Would you please set down the lines of the data from the one containing "Keypoint guideline: for each instance of the stone breakwater" to the final line, exactly and only those?

Records excerpted from a collection:
=== Section Start ===

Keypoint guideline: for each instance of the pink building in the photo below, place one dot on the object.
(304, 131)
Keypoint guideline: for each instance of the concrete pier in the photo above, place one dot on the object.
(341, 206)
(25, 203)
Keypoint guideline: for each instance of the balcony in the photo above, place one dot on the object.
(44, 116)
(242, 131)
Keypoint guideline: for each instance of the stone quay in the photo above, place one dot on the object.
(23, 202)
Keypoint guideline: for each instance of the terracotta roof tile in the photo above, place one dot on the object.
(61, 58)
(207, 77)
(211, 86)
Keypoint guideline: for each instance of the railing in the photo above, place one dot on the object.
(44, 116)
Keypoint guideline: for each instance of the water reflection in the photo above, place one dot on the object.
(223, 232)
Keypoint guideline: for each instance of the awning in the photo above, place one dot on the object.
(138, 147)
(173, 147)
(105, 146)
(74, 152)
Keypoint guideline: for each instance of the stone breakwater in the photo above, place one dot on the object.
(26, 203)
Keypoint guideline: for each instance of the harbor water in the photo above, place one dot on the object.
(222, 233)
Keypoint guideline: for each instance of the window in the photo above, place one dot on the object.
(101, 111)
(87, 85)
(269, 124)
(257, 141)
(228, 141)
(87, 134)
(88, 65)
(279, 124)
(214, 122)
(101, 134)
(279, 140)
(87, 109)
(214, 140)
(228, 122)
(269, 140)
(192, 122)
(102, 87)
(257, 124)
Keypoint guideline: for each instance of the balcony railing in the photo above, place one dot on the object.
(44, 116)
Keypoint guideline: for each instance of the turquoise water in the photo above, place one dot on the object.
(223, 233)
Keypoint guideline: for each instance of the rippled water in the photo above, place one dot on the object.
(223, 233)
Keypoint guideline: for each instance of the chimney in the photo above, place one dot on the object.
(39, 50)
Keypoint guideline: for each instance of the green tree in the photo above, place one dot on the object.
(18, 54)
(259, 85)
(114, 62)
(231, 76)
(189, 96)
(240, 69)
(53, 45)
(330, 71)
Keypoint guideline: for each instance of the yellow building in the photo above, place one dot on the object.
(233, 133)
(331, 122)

=== Section End ===

▶ [EXERCISE RESPONSE]:
Keypoint guideline: for each instance of the stone breakwater in the photo above, place one dot on the object.
(26, 203)
Keypoint guideline: for each instance of the harbor water in the photo above, place one dot on the object.
(222, 233)
Keypoint guideline: for each instance of the window in the photo above, place one dot on the object.
(101, 111)
(87, 85)
(269, 124)
(257, 141)
(228, 141)
(87, 134)
(88, 65)
(279, 124)
(214, 122)
(101, 134)
(279, 140)
(87, 109)
(214, 140)
(228, 122)
(269, 140)
(192, 122)
(102, 87)
(257, 124)
Keypoint guideline: for each instance of the balcony railing in the photo above, place one dot on the object.
(44, 116)
Keypoint guideline: for each instance of the turquoise water in the photo above, place one dot on the object.
(223, 233)
Keypoint guideline: for each instance of the rippled water in the photo above, place one dot on the object.
(223, 233)
Keypoint guideline: for each instance of the chimney in the photo above, place one dot on the object.
(39, 50)
Keypoint guideline: for each instance of the green tree in the photo above, place one dot on the object.
(18, 54)
(259, 85)
(114, 62)
(231, 76)
(189, 96)
(240, 69)
(53, 45)
(330, 71)
Keypoint guideline: for each instance of the yellow building in the photo above, place one dot on the object.
(233, 133)
(331, 122)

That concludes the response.